SUPPLIED DATA ::

+++

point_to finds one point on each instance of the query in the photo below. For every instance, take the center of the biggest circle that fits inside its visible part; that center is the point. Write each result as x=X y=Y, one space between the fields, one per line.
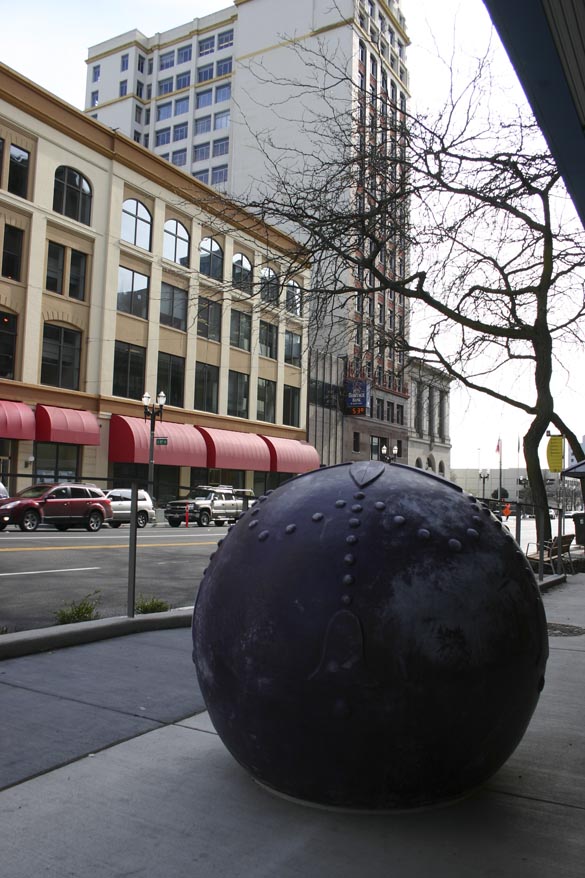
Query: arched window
x=72 y=195
x=136 y=223
x=211 y=258
x=176 y=242
x=294 y=298
x=269 y=286
x=242 y=273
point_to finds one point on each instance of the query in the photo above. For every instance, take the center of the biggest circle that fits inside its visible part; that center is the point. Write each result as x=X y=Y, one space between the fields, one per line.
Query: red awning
x=130 y=443
x=229 y=449
x=70 y=426
x=291 y=456
x=17 y=420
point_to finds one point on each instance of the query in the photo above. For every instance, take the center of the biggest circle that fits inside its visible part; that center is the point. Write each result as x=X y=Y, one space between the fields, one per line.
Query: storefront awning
x=229 y=449
x=291 y=456
x=17 y=420
x=70 y=426
x=130 y=443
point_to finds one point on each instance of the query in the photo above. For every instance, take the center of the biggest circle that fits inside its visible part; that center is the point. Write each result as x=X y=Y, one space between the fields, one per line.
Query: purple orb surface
x=369 y=636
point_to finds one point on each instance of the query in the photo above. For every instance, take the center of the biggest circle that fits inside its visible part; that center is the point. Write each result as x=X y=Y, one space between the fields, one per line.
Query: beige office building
x=122 y=274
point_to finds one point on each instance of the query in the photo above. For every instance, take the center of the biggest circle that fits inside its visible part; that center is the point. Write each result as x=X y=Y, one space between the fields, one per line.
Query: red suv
x=61 y=505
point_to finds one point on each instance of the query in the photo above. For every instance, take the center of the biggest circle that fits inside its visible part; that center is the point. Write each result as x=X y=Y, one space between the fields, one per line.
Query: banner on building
x=356 y=393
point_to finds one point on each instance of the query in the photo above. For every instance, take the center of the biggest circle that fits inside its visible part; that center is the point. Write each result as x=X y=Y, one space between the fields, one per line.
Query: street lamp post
x=153 y=412
x=384 y=451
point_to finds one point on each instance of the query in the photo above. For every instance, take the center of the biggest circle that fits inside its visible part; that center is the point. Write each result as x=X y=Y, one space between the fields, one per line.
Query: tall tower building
x=204 y=94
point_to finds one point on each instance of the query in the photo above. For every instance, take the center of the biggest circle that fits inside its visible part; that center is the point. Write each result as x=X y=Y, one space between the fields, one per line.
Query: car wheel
x=30 y=520
x=94 y=522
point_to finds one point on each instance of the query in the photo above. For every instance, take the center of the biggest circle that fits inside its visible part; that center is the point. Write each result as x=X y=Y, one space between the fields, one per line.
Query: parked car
x=121 y=500
x=205 y=504
x=60 y=505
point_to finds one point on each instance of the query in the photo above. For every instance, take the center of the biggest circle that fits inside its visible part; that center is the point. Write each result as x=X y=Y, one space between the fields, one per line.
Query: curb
x=59 y=636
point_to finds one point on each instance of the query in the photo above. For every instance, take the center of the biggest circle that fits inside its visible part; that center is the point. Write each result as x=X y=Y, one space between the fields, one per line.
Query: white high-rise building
x=209 y=96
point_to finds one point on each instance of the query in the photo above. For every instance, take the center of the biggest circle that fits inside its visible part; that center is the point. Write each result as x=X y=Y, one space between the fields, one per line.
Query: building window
x=205 y=73
x=225 y=39
x=201 y=152
x=221 y=147
x=184 y=54
x=268 y=339
x=18 y=168
x=66 y=270
x=136 y=224
x=176 y=242
x=207 y=46
x=242 y=273
x=211 y=258
x=183 y=80
x=203 y=125
x=266 y=406
x=240 y=329
x=72 y=195
x=292 y=348
x=133 y=292
x=238 y=383
x=162 y=137
x=61 y=357
x=173 y=307
x=268 y=285
x=221 y=120
x=206 y=387
x=291 y=407
x=180 y=131
x=294 y=298
x=7 y=344
x=164 y=111
x=166 y=60
x=223 y=92
x=219 y=175
x=171 y=377
x=223 y=67
x=203 y=99
x=209 y=319
x=129 y=363
x=165 y=86
x=12 y=252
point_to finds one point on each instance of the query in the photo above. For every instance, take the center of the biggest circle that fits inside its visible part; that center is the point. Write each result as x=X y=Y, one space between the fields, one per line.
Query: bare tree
x=463 y=212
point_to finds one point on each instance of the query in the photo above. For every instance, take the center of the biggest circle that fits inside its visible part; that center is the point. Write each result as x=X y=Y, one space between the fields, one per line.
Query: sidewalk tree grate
x=555 y=629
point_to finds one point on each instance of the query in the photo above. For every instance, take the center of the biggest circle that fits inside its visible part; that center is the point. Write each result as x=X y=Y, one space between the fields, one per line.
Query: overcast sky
x=48 y=43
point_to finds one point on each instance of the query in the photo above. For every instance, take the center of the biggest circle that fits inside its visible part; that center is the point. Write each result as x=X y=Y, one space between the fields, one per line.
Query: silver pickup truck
x=205 y=504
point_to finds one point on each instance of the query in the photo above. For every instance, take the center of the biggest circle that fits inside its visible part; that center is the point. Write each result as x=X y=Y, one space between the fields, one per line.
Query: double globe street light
x=153 y=412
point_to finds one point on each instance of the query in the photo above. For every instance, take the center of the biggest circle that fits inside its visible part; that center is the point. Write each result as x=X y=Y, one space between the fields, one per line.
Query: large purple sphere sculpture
x=369 y=636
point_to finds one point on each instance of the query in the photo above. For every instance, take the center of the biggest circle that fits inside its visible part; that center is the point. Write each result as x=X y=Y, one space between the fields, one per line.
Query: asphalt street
x=44 y=571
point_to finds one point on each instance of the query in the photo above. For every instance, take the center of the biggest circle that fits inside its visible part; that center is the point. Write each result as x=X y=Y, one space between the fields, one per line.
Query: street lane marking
x=61 y=570
x=98 y=547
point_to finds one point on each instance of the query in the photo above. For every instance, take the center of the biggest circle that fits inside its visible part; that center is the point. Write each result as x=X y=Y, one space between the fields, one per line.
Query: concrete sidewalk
x=110 y=767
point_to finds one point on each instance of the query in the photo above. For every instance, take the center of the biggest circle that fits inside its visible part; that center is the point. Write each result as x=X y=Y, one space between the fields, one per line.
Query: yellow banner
x=555 y=454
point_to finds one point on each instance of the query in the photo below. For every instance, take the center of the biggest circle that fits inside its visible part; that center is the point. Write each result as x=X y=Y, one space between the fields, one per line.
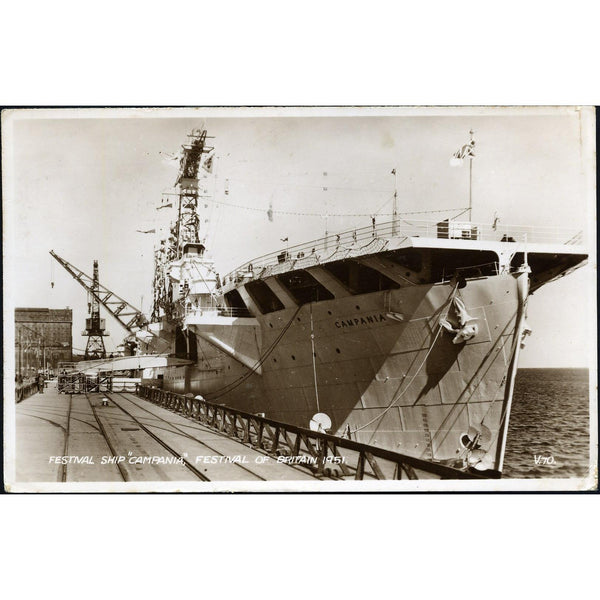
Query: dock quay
x=158 y=436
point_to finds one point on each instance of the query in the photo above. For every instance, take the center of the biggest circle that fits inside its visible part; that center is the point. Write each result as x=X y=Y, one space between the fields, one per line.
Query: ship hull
x=379 y=365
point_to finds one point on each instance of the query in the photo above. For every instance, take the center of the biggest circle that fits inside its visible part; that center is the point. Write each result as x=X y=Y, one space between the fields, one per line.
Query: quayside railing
x=326 y=455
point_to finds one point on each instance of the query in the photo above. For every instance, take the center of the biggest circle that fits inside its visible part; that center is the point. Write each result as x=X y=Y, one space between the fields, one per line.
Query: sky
x=83 y=182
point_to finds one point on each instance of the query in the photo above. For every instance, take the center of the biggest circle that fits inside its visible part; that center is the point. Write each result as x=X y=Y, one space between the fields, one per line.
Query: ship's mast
x=186 y=229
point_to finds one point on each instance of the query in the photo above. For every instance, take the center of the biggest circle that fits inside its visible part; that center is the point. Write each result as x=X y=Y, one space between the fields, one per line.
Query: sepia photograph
x=289 y=299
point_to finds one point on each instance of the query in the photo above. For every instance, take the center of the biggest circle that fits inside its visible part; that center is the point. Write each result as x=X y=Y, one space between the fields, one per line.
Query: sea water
x=548 y=431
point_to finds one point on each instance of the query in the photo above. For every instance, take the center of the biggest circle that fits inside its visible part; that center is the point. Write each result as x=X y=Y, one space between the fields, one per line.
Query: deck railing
x=367 y=240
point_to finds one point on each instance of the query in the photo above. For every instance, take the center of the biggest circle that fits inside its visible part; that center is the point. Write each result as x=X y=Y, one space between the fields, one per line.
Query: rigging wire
x=312 y=343
x=323 y=215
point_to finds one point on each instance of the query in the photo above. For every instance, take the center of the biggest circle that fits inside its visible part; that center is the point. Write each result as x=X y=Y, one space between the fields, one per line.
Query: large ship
x=402 y=335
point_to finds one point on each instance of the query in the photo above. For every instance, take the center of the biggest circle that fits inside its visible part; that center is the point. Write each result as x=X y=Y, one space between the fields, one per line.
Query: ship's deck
x=398 y=234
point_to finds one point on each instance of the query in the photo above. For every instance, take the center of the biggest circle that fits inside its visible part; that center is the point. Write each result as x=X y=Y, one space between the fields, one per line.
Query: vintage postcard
x=299 y=299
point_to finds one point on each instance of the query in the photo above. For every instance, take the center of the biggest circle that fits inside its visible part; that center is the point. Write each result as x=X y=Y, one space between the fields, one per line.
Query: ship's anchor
x=467 y=326
x=472 y=441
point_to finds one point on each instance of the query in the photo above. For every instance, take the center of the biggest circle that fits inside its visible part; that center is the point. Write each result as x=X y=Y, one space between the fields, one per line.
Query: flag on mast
x=465 y=151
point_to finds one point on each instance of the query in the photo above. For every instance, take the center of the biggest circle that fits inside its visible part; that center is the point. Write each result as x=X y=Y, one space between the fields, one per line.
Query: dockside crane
x=94 y=325
x=130 y=318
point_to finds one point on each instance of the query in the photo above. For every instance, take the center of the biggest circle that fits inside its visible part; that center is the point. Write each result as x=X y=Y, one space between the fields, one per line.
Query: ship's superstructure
x=401 y=335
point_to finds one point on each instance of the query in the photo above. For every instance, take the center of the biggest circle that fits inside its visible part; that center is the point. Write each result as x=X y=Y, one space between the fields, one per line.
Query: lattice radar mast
x=186 y=229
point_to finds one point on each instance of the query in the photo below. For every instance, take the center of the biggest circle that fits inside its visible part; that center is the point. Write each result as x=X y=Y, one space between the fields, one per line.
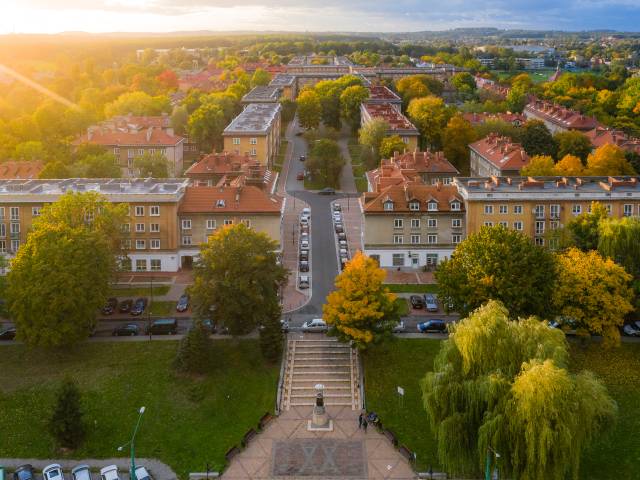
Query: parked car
x=109 y=473
x=315 y=325
x=110 y=306
x=129 y=330
x=8 y=333
x=125 y=306
x=81 y=472
x=139 y=306
x=52 y=472
x=416 y=301
x=163 y=326
x=430 y=302
x=24 y=472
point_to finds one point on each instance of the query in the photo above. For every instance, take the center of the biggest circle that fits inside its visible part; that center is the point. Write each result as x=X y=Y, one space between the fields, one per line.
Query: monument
x=320 y=421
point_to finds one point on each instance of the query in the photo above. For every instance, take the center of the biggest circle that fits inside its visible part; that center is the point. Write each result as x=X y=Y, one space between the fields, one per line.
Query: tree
x=350 y=100
x=572 y=143
x=456 y=137
x=309 y=109
x=238 y=276
x=66 y=424
x=505 y=385
x=372 y=134
x=594 y=291
x=153 y=165
x=62 y=274
x=539 y=166
x=608 y=160
x=430 y=115
x=536 y=139
x=489 y=265
x=361 y=309
x=326 y=161
x=390 y=145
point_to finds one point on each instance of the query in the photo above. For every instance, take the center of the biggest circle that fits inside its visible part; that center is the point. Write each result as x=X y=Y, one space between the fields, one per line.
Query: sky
x=54 y=16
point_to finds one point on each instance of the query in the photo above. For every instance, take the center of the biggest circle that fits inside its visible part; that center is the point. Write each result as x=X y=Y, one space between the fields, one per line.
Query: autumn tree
x=491 y=265
x=361 y=309
x=505 y=385
x=594 y=291
x=309 y=109
x=238 y=277
x=62 y=274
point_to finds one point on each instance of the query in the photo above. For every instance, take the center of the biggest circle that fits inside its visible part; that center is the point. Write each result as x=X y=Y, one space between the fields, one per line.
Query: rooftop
x=255 y=118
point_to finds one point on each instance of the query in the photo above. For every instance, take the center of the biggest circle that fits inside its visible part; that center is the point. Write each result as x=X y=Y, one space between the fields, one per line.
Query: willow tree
x=503 y=386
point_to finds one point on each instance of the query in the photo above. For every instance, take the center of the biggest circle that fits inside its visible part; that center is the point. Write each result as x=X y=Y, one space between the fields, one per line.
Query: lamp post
x=131 y=443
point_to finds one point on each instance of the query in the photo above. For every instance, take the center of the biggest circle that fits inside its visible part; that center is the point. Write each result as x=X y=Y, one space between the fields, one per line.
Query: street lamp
x=132 y=473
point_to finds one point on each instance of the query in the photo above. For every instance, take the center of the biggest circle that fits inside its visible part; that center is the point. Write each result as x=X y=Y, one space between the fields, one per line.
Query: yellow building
x=537 y=206
x=255 y=132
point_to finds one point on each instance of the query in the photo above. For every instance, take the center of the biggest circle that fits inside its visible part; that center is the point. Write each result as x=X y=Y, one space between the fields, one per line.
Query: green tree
x=309 y=109
x=361 y=309
x=66 y=423
x=504 y=385
x=62 y=274
x=489 y=265
x=238 y=276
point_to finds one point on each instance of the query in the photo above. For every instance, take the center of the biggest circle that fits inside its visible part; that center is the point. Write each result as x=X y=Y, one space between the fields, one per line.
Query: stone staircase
x=320 y=359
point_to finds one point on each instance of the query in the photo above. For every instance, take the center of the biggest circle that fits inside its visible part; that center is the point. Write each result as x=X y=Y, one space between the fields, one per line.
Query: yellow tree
x=594 y=291
x=361 y=309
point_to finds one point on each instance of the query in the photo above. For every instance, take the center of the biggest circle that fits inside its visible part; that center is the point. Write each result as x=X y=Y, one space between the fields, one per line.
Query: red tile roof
x=233 y=199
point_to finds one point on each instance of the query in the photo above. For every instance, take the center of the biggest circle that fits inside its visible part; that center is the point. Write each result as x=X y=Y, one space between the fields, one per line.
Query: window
x=398 y=259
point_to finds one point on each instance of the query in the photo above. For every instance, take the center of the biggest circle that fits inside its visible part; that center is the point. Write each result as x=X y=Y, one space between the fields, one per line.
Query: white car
x=109 y=472
x=52 y=472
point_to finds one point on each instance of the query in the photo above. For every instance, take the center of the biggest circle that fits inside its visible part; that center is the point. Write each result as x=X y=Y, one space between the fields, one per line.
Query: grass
x=189 y=421
x=412 y=287
x=403 y=362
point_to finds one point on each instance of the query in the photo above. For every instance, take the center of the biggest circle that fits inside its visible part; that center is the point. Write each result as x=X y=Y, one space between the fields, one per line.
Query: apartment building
x=558 y=118
x=206 y=209
x=150 y=231
x=412 y=224
x=255 y=132
x=537 y=206
x=398 y=123
x=426 y=167
x=498 y=156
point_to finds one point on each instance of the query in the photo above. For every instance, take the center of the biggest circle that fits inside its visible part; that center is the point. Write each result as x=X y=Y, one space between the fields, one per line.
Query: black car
x=416 y=301
x=24 y=472
x=8 y=333
x=139 y=307
x=125 y=306
x=130 y=330
x=110 y=306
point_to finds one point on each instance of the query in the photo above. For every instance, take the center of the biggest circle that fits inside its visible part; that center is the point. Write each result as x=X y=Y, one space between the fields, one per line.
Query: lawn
x=405 y=361
x=189 y=421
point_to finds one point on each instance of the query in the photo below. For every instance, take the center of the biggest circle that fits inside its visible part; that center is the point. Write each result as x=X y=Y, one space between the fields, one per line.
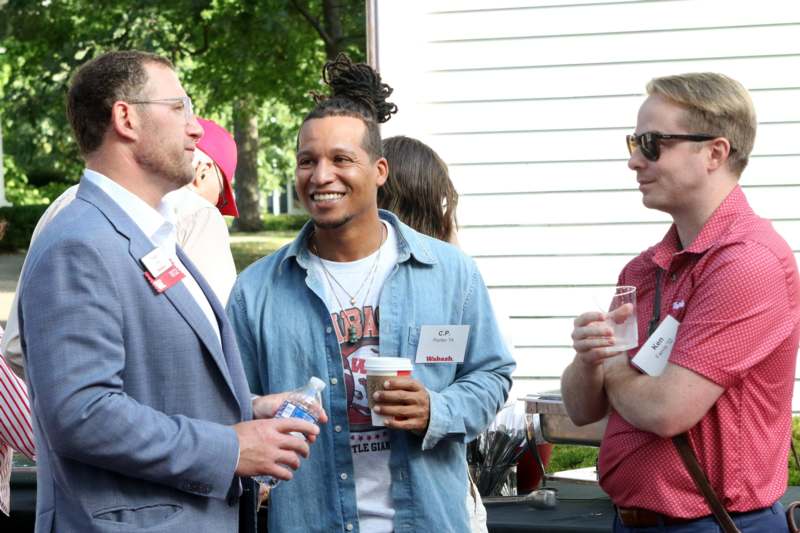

+++

WHAT THIS TASK INVOLVES ::
Copy the listing above word for word, from its first line through the line holding "x=122 y=274", inclusive, and leave any pictures out of your copy.

ANSWER TO THE EXERCISE ::
point_to finds one point on each instance of the query in the photo below. For every instance, take the center of the biggest circle that fits inside its visible part; that center is the point. Write each result as x=X y=Y, one space between the fields, one per line.
Query: arched window
x=72 y=195
x=136 y=223
x=211 y=258
x=176 y=242
x=294 y=298
x=269 y=286
x=242 y=273
point_to finds one point on each instance of the query in the photo above. For every instance, take the center of the biggest circle that fits inside its visible part; that center is the point. Write each result as x=X y=Y, one space between the fields, one per line.
Query: red awning
x=130 y=443
x=229 y=449
x=70 y=426
x=291 y=456
x=17 y=420
point_to finds one point on each instance of the query in the photo above. For every instance, take the center of the biggest circle that fits inside its visible part; that center is the point. Write each result as x=X y=Y, one space between the fields, one per line.
Query: storefront awning
x=229 y=449
x=291 y=456
x=17 y=420
x=70 y=426
x=130 y=443
point_to finds one point on each instance of the query in the photo above. For every instance, take the center of the biggest circle that fits inside its visible part; that center is the point. Write each result as x=X y=Y, one space between the fields, one per line.
Query: purple orb surface
x=369 y=636
point_to finds one point on each instance of the query in the photo above. For every instance, take the center of the biggest circle that fits inside its visible part; that center is the point. Write each result as x=X y=Y, one space between the fields, one per line.
Query: beige office building
x=122 y=274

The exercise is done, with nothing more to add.